BAGIAN TEKS
————

Pemilu 2019

Jakarta, Aktual.com – Anggota Komisi II DPR RI Henry Yosodiningrat mengatakan Peraturan Komisi Pemilihan Umum (PKPU) tidak boleh melanggar undang-undang, khususnya terkait larangan mantan napi kasus korupsi menjadi calon anggota legislatif pada Pemilu 2019.

“Yang tidak diperkenankan adalah bandar narkoba dan kejahatan seksual anak,” kata Hendry dalam diskusi Forum Legislasi bertajuk “Polemik PKPU (Caleg Koruptor dan Calon DPD)” di kompleks parlemen, Jakarta, Selasa (4/9).

Pada Pasal 240 Ayat (1) Huruf g Undang-Undang Nomor 7 Tahun 2017 tentang Pemilihan Umum menyatakan seorang mantan narapidana yang telah menjalani masa hukuman selama 5 tahun atau lebih, boleh mencalonkan diri selama yang bersangkutan mengumumkan pernah berstatus sebagai narapidana kepada publik.

Ia mengakui bahwa pemerintah, DPR, partai politik, dan pengawas pemilu masih berbeda pendapat dengan KPU terkait dengan PKPU Nomor 20 Tahun 2018 yang melarang mantan napi kasus korupsi menjadi caleg.

Menurut dia, selain undang-undang, penolakan PKPU mengacu pada putusan Mahkamah Konstitusi (MK) yang memperbolehkan mantan napi kasus korupsi boleh maju sebagai caleg pada Pemilu 2019.

————

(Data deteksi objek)

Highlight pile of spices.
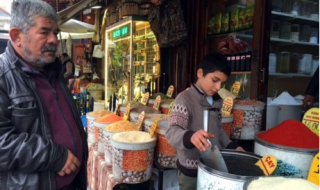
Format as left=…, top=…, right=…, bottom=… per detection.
left=96, top=113, right=123, bottom=123
left=258, top=120, right=319, bottom=149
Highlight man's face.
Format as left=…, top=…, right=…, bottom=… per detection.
left=21, top=17, right=59, bottom=68
left=196, top=69, right=228, bottom=96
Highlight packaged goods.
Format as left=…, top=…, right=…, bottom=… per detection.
left=231, top=100, right=265, bottom=140
left=86, top=110, right=112, bottom=144
left=96, top=113, right=122, bottom=124
left=111, top=131, right=156, bottom=183
left=103, top=120, right=137, bottom=165
left=258, top=120, right=319, bottom=149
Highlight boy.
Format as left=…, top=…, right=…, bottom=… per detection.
left=166, top=53, right=244, bottom=190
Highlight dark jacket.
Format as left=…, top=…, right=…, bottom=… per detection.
left=0, top=42, right=88, bottom=190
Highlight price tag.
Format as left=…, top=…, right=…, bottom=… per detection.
left=123, top=103, right=131, bottom=121
left=114, top=104, right=120, bottom=115
left=168, top=102, right=174, bottom=115
left=153, top=95, right=161, bottom=110
left=302, top=108, right=319, bottom=136
left=230, top=81, right=241, bottom=97
left=141, top=92, right=150, bottom=105
left=136, top=111, right=145, bottom=131
left=308, top=153, right=319, bottom=185
left=149, top=120, right=158, bottom=137
left=221, top=97, right=233, bottom=116
left=166, top=85, right=174, bottom=98
left=256, top=155, right=277, bottom=176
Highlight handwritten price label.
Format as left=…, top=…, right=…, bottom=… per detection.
left=141, top=92, right=150, bottom=105
left=231, top=81, right=241, bottom=97
left=168, top=102, right=173, bottom=115
left=221, top=97, right=233, bottom=116
left=302, top=108, right=319, bottom=136
left=149, top=120, right=158, bottom=137
left=256, top=155, right=277, bottom=176
left=153, top=95, right=161, bottom=110
left=308, top=153, right=319, bottom=185
left=166, top=85, right=174, bottom=98
left=123, top=103, right=131, bottom=121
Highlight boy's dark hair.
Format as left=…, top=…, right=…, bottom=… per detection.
left=198, top=53, right=231, bottom=77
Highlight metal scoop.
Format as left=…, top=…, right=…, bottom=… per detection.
left=200, top=109, right=229, bottom=173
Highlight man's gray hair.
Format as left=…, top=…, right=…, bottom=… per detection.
left=10, top=0, right=58, bottom=34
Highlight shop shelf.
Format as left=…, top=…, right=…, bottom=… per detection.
left=231, top=71, right=251, bottom=75
left=269, top=73, right=312, bottom=77
left=270, top=38, right=319, bottom=47
left=271, top=11, right=319, bottom=23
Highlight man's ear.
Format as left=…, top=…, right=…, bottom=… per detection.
left=197, top=68, right=203, bottom=78
left=9, top=28, right=22, bottom=46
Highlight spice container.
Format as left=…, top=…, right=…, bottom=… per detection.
left=103, top=121, right=137, bottom=165
left=231, top=100, right=265, bottom=140
left=269, top=53, right=277, bottom=73
left=93, top=113, right=122, bottom=154
left=86, top=110, right=112, bottom=144
left=145, top=119, right=177, bottom=168
left=291, top=24, right=300, bottom=41
left=290, top=53, right=300, bottom=73
left=299, top=25, right=311, bottom=42
left=160, top=99, right=174, bottom=114
left=111, top=131, right=156, bottom=184
left=221, top=114, right=233, bottom=138
left=280, top=22, right=291, bottom=40
left=276, top=51, right=290, bottom=73
left=254, top=120, right=319, bottom=179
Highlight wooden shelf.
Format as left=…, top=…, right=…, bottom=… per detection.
left=269, top=73, right=312, bottom=77
left=271, top=11, right=319, bottom=23
left=231, top=71, right=251, bottom=75
left=270, top=38, right=319, bottom=47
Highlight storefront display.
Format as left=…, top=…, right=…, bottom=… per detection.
left=105, top=16, right=160, bottom=107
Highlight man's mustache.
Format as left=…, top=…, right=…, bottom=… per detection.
left=41, top=45, right=57, bottom=53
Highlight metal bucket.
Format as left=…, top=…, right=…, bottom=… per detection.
left=197, top=150, right=264, bottom=190
left=254, top=132, right=319, bottom=179
left=277, top=105, right=302, bottom=124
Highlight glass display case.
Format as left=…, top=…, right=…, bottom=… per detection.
left=104, top=16, right=160, bottom=104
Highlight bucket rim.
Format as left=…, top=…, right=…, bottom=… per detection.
left=198, top=149, right=262, bottom=182
left=110, top=131, right=157, bottom=150
left=254, top=131, right=319, bottom=154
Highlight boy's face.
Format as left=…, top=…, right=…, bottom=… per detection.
left=196, top=69, right=228, bottom=96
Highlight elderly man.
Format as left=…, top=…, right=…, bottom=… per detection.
left=0, top=0, right=88, bottom=190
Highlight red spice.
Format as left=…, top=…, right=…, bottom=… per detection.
left=258, top=120, right=319, bottom=149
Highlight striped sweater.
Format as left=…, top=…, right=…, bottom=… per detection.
left=166, top=85, right=236, bottom=177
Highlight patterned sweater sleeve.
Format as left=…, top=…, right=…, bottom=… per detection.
left=166, top=97, right=194, bottom=149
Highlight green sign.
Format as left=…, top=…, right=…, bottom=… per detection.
left=112, top=24, right=130, bottom=40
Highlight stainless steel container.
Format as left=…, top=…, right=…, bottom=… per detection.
left=197, top=150, right=264, bottom=190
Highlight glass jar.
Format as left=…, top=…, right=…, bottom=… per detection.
left=280, top=22, right=291, bottom=40
left=276, top=51, right=290, bottom=73
left=270, top=20, right=280, bottom=38
left=290, top=53, right=300, bottom=73
left=291, top=24, right=300, bottom=41
left=299, top=54, right=312, bottom=75
left=269, top=53, right=277, bottom=73
left=299, top=25, right=311, bottom=42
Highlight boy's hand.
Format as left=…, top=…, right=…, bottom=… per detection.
left=191, top=129, right=214, bottom=152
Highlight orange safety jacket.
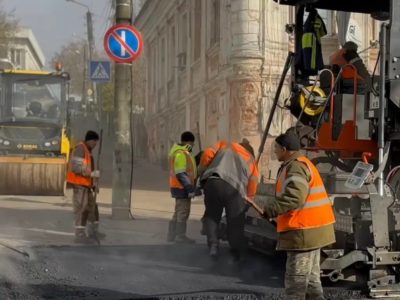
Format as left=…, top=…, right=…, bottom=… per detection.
left=276, top=156, right=335, bottom=232
left=329, top=48, right=363, bottom=80
left=199, top=141, right=259, bottom=199
left=169, top=149, right=195, bottom=190
left=67, top=142, right=93, bottom=188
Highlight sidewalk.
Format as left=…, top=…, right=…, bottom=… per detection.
left=0, top=162, right=204, bottom=246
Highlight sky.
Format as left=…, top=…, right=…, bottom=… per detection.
left=1, top=0, right=111, bottom=63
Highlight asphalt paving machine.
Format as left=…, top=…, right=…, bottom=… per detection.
left=0, top=70, right=70, bottom=196
left=246, top=0, right=400, bottom=299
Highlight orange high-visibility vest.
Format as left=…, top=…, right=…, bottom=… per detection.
left=200, top=141, right=259, bottom=198
left=329, top=48, right=363, bottom=80
left=276, top=156, right=335, bottom=232
left=67, top=143, right=93, bottom=188
left=169, top=149, right=195, bottom=190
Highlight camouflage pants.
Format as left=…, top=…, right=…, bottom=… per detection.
left=72, top=186, right=98, bottom=228
left=172, top=198, right=191, bottom=223
left=285, top=249, right=325, bottom=300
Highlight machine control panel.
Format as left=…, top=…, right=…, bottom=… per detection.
left=344, top=161, right=374, bottom=189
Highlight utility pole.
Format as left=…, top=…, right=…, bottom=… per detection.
left=66, top=0, right=100, bottom=109
left=81, top=43, right=88, bottom=117
left=112, top=0, right=133, bottom=219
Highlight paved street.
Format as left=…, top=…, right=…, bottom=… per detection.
left=0, top=162, right=368, bottom=299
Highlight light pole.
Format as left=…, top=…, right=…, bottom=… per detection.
left=66, top=0, right=99, bottom=116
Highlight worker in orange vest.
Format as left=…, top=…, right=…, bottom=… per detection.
left=256, top=133, right=335, bottom=300
left=67, top=130, right=105, bottom=244
left=199, top=140, right=259, bottom=262
left=329, top=41, right=372, bottom=90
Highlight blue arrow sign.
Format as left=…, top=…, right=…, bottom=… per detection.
left=89, top=61, right=111, bottom=82
left=104, top=24, right=143, bottom=63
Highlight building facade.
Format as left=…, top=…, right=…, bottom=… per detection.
left=8, top=27, right=46, bottom=70
left=135, top=0, right=376, bottom=177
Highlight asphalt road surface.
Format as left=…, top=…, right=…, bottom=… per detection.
left=0, top=239, right=368, bottom=300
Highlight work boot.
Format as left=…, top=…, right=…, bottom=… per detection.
left=200, top=217, right=207, bottom=235
left=175, top=222, right=195, bottom=244
left=229, top=249, right=241, bottom=265
left=74, top=228, right=95, bottom=245
left=209, top=243, right=219, bottom=260
left=167, top=221, right=176, bottom=242
left=86, top=222, right=106, bottom=240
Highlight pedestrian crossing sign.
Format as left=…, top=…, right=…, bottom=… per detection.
left=89, top=61, right=111, bottom=82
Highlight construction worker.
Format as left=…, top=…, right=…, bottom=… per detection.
left=67, top=130, right=105, bottom=244
left=199, top=140, right=259, bottom=262
left=167, top=131, right=197, bottom=244
left=256, top=133, right=335, bottom=300
left=329, top=41, right=372, bottom=90
left=296, top=8, right=327, bottom=76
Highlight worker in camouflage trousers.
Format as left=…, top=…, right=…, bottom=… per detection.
left=167, top=131, right=197, bottom=244
left=67, top=130, right=105, bottom=244
left=264, top=133, right=335, bottom=300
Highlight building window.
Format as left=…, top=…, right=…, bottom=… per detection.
left=10, top=49, right=25, bottom=68
left=318, top=9, right=335, bottom=35
left=210, top=0, right=221, bottom=47
left=160, top=38, right=166, bottom=85
left=178, top=13, right=188, bottom=71
left=168, top=26, right=176, bottom=80
left=151, top=42, right=157, bottom=94
left=193, top=0, right=202, bottom=61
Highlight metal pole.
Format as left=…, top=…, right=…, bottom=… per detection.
left=378, top=23, right=387, bottom=196
left=257, top=52, right=294, bottom=164
left=86, top=8, right=100, bottom=120
left=81, top=43, right=88, bottom=117
left=112, top=0, right=132, bottom=219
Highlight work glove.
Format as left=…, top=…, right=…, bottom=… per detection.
left=194, top=187, right=203, bottom=196
left=90, top=170, right=100, bottom=178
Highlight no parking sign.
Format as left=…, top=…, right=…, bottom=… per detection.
left=104, top=24, right=143, bottom=63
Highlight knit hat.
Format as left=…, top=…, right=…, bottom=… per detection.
left=239, top=138, right=255, bottom=157
left=275, top=133, right=300, bottom=151
left=85, top=130, right=99, bottom=142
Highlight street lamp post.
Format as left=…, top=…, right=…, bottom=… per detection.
left=66, top=0, right=100, bottom=117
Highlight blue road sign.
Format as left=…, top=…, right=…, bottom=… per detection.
left=104, top=24, right=143, bottom=63
left=89, top=61, right=111, bottom=82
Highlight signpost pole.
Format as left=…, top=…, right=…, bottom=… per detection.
left=112, top=0, right=132, bottom=219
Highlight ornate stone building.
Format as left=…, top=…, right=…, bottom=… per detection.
left=135, top=0, right=375, bottom=177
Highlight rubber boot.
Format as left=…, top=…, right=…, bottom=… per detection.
left=200, top=217, right=207, bottom=235
left=74, top=228, right=95, bottom=245
left=167, top=221, right=176, bottom=242
left=87, top=222, right=106, bottom=240
left=209, top=243, right=219, bottom=260
left=175, top=222, right=195, bottom=244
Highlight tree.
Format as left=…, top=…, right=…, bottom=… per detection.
left=0, top=0, right=18, bottom=58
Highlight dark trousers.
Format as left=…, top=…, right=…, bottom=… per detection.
left=204, top=178, right=246, bottom=254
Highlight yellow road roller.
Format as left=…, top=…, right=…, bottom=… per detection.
left=0, top=70, right=70, bottom=196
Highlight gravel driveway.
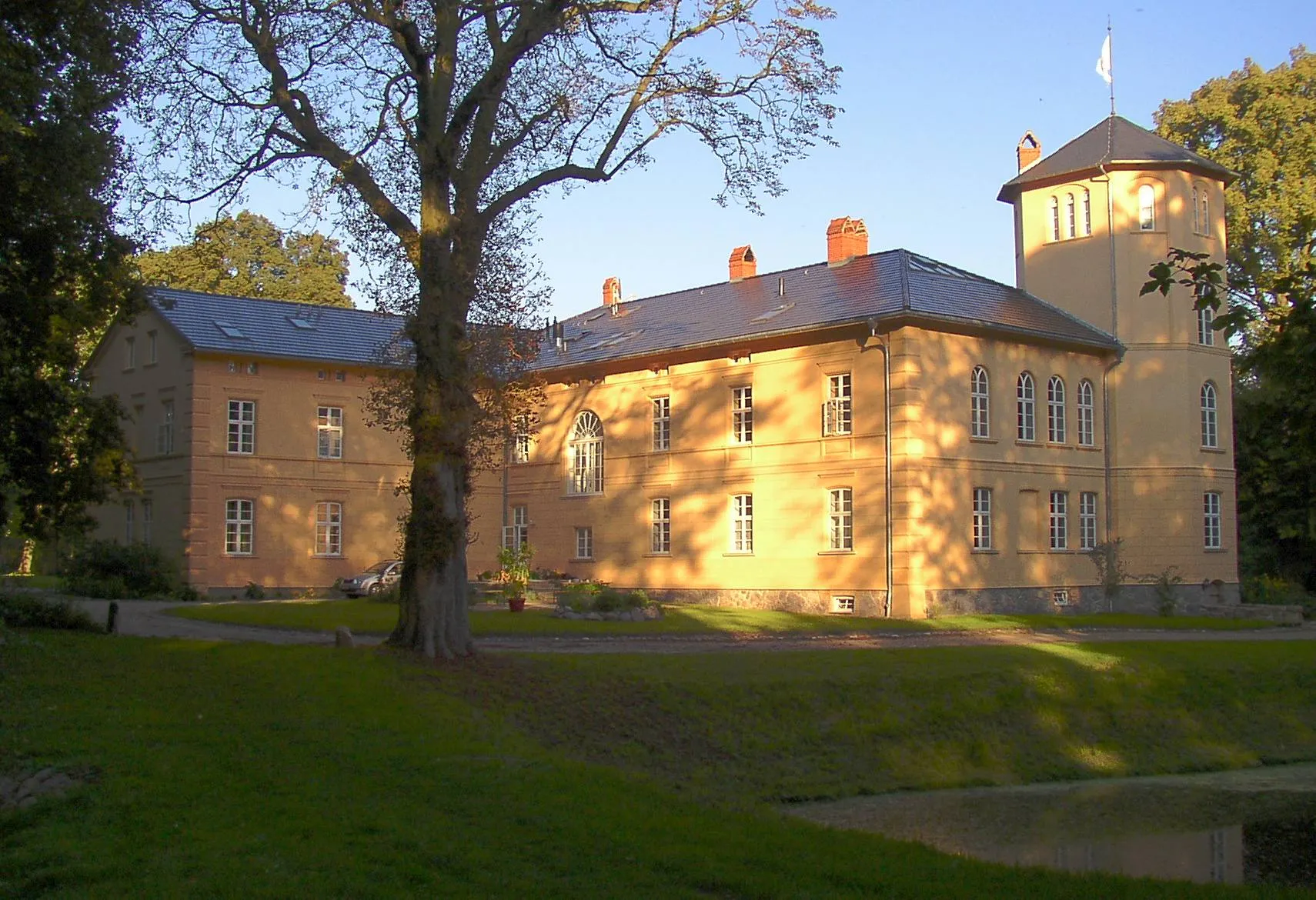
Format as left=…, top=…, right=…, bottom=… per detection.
left=58, top=600, right=1316, bottom=652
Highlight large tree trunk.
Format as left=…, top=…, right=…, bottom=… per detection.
left=391, top=213, right=483, bottom=659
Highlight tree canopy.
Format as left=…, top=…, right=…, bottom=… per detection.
left=0, top=0, right=135, bottom=537
left=137, top=209, right=352, bottom=307
left=1155, top=46, right=1316, bottom=338
left=137, top=0, right=837, bottom=655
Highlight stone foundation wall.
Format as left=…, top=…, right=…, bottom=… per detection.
left=645, top=588, right=887, bottom=616
left=927, top=582, right=1245, bottom=617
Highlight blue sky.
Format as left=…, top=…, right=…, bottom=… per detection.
left=210, top=0, right=1316, bottom=317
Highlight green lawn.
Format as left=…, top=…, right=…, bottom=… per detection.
left=0, top=630, right=1316, bottom=898
left=170, top=598, right=1271, bottom=635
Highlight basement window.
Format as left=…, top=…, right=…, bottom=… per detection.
left=832, top=598, right=854, bottom=616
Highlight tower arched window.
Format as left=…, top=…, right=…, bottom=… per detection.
left=1077, top=378, right=1096, bottom=448
left=567, top=409, right=603, bottom=493
left=1138, top=184, right=1155, bottom=232
left=1046, top=375, right=1066, bottom=443
left=1014, top=372, right=1037, bottom=441
left=1201, top=382, right=1220, bottom=448
left=969, top=366, right=991, bottom=437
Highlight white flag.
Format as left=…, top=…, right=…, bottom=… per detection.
left=1096, top=34, right=1111, bottom=84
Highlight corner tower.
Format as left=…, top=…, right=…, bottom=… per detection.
left=997, top=116, right=1238, bottom=598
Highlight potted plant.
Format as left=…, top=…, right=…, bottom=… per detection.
left=497, top=543, right=534, bottom=612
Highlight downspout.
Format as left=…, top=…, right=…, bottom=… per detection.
left=1094, top=163, right=1124, bottom=612
left=869, top=321, right=895, bottom=618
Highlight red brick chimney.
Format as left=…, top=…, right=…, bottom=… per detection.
left=726, top=243, right=758, bottom=282
left=1014, top=132, right=1042, bottom=175
left=827, top=216, right=869, bottom=266
left=603, top=275, right=621, bottom=307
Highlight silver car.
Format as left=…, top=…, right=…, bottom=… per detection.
left=342, top=559, right=402, bottom=598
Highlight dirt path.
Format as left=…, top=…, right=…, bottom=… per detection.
left=66, top=600, right=1316, bottom=652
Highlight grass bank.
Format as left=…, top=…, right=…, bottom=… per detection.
left=444, top=641, right=1316, bottom=802
left=10, top=630, right=1294, bottom=900
left=169, top=598, right=1273, bottom=635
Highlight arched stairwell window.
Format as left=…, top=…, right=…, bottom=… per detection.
left=567, top=409, right=603, bottom=493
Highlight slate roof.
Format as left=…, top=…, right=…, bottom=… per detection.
left=530, top=250, right=1120, bottom=371
left=148, top=288, right=402, bottom=366
left=996, top=116, right=1237, bottom=202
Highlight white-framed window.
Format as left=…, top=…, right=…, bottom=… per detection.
left=974, top=488, right=991, bottom=550
left=155, top=400, right=174, bottom=455
left=651, top=398, right=671, bottom=452
left=649, top=498, right=671, bottom=552
left=1077, top=491, right=1096, bottom=550
left=827, top=488, right=854, bottom=550
left=575, top=525, right=593, bottom=559
left=316, top=502, right=342, bottom=557
left=732, top=384, right=754, bottom=443
left=1050, top=491, right=1069, bottom=550
left=1201, top=491, right=1224, bottom=550
left=730, top=493, right=754, bottom=552
left=1014, top=372, right=1037, bottom=441
left=1197, top=307, right=1216, bottom=348
left=503, top=507, right=530, bottom=550
left=1046, top=375, right=1066, bottom=443
left=1077, top=378, right=1096, bottom=448
left=1201, top=382, right=1220, bottom=448
left=1138, top=184, right=1155, bottom=232
left=823, top=372, right=851, bottom=435
left=969, top=366, right=991, bottom=437
left=567, top=409, right=603, bottom=493
left=316, top=407, right=342, bottom=459
left=224, top=500, right=256, bottom=557
left=512, top=416, right=530, bottom=463
left=229, top=400, right=256, bottom=454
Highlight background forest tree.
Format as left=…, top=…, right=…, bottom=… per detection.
left=137, top=0, right=837, bottom=655
left=0, top=0, right=137, bottom=558
left=1145, top=48, right=1316, bottom=600
left=137, top=209, right=352, bottom=307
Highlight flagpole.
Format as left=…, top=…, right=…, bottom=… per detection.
left=1105, top=13, right=1114, bottom=118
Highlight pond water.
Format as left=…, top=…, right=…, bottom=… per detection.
left=787, top=763, right=1316, bottom=887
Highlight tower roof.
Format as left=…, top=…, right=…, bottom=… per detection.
left=996, top=116, right=1237, bottom=202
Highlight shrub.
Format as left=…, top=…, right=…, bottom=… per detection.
left=65, top=541, right=178, bottom=600
left=0, top=593, right=105, bottom=632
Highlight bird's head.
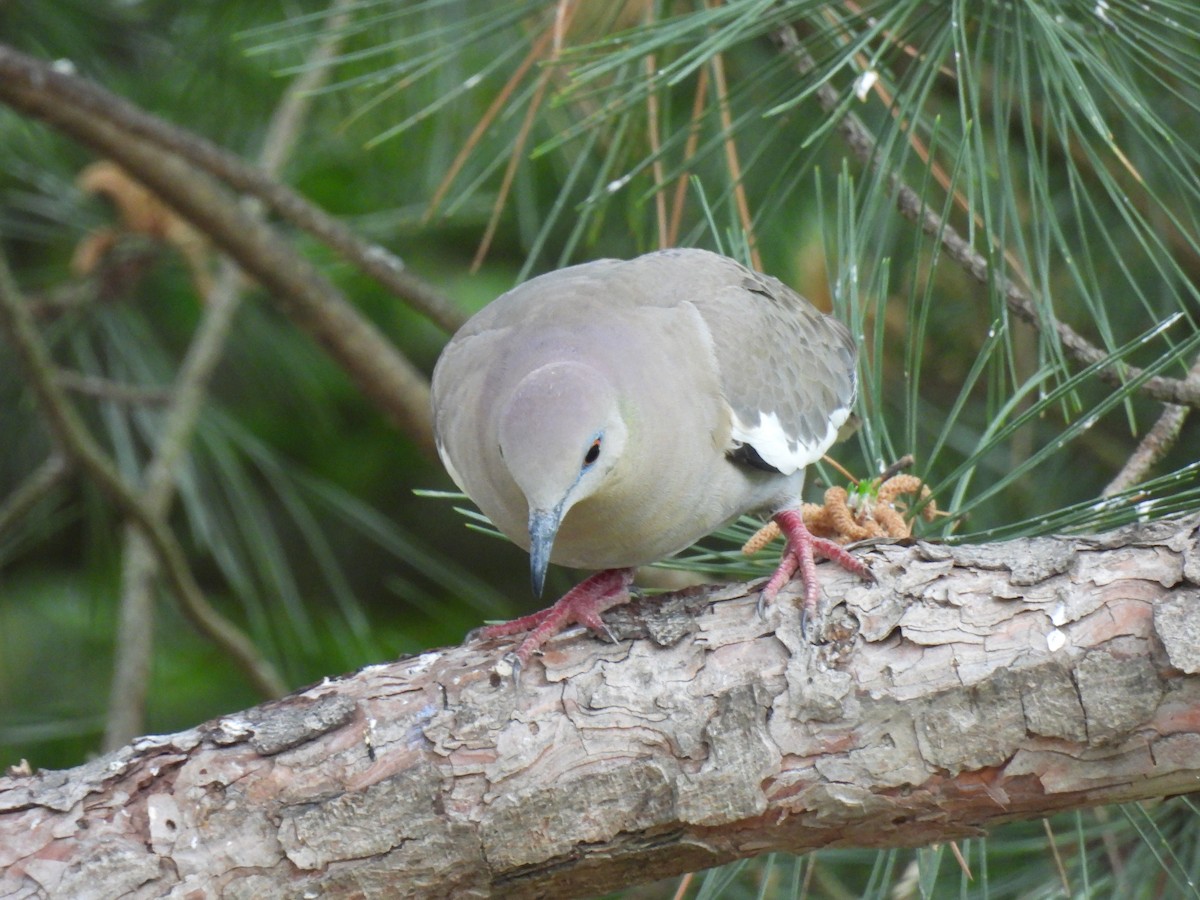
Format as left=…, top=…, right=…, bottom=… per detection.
left=499, top=361, right=628, bottom=595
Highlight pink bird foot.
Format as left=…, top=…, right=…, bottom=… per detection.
left=475, top=569, right=634, bottom=670
left=758, top=509, right=875, bottom=637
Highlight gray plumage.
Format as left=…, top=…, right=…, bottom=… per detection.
left=433, top=250, right=856, bottom=590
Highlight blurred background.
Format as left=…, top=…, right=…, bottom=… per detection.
left=0, top=0, right=1200, bottom=896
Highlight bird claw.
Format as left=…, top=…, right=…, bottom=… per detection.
left=493, top=650, right=522, bottom=686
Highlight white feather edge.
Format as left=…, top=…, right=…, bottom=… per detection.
left=730, top=407, right=850, bottom=475
left=433, top=440, right=467, bottom=493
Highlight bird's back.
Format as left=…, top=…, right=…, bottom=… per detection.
left=433, top=250, right=854, bottom=568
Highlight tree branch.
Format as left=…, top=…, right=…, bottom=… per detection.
left=103, top=0, right=350, bottom=750
left=0, top=40, right=434, bottom=456
left=0, top=253, right=287, bottom=697
left=0, top=517, right=1200, bottom=898
left=0, top=44, right=466, bottom=332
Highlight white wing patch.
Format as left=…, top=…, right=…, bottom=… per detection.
left=434, top=440, right=467, bottom=493
left=730, top=407, right=850, bottom=475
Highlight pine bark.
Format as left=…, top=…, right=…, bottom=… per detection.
left=0, top=517, right=1200, bottom=898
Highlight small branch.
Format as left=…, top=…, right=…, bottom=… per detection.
left=0, top=47, right=434, bottom=457
left=0, top=254, right=286, bottom=696
left=776, top=25, right=1200, bottom=407
left=54, top=368, right=170, bottom=406
left=0, top=452, right=71, bottom=534
left=0, top=44, right=466, bottom=332
left=1103, top=360, right=1200, bottom=497
left=103, top=0, right=350, bottom=751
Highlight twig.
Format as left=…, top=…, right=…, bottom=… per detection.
left=0, top=254, right=287, bottom=696
left=0, top=452, right=71, bottom=534
left=776, top=25, right=1200, bottom=407
left=0, top=47, right=434, bottom=456
left=104, top=0, right=350, bottom=750
left=54, top=368, right=170, bottom=406
left=0, top=44, right=466, bottom=331
left=1102, top=361, right=1200, bottom=497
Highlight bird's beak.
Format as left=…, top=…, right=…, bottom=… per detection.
left=529, top=504, right=563, bottom=596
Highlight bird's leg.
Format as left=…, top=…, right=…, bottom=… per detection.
left=478, top=569, right=634, bottom=665
left=758, top=509, right=875, bottom=636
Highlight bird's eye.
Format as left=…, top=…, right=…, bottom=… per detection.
left=583, top=438, right=600, bottom=468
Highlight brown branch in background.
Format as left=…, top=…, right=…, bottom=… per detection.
left=646, top=47, right=672, bottom=250
left=421, top=18, right=556, bottom=224
left=54, top=370, right=170, bottom=406
left=0, top=47, right=434, bottom=456
left=470, top=68, right=550, bottom=272
left=0, top=254, right=286, bottom=696
left=460, top=0, right=578, bottom=272
left=103, top=0, right=353, bottom=751
left=1103, top=361, right=1200, bottom=497
left=775, top=25, right=1200, bottom=407
left=0, top=44, right=466, bottom=332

————

TUJUAN TUGAS
• 1. Cetak bagian dari teks tentang PKPU mulai dari "Menurut dia, selain" dan berakhir pada "caleg pada Pemilu 2019.".
• 2. Jawablah pertanyaan berikut berdasarkan teks tentang PKPU.
(a) Di mana diskusi Forum Legislasi tersebut diselenggarakan?
(b) PKPU nomor dan tahun berapa yang melarang mantan napi kasus korupsi menjadi caleg?
(c) Pasal, ayat, dan huruf mana dalam Undang-Undang Nomor 7 Tahun 2017 yang disebutkan?

HASIL AKHIR
• 1.
Menurut dia, selain undang-undang, penolakan PKPU mengacu pada putusan Mahkamah Konstitusi (MK) yang memperbolehkan mantan napi kasus korupsi boleh maju sebagai caleg pada Pemilu 2019.

• 2.
(a) Di kompleks parlemen, Jakarta.
(b) PKPU Nomor 20 Tahun 2018.
(c) Pasal 240 Ayat (1) Huruf g.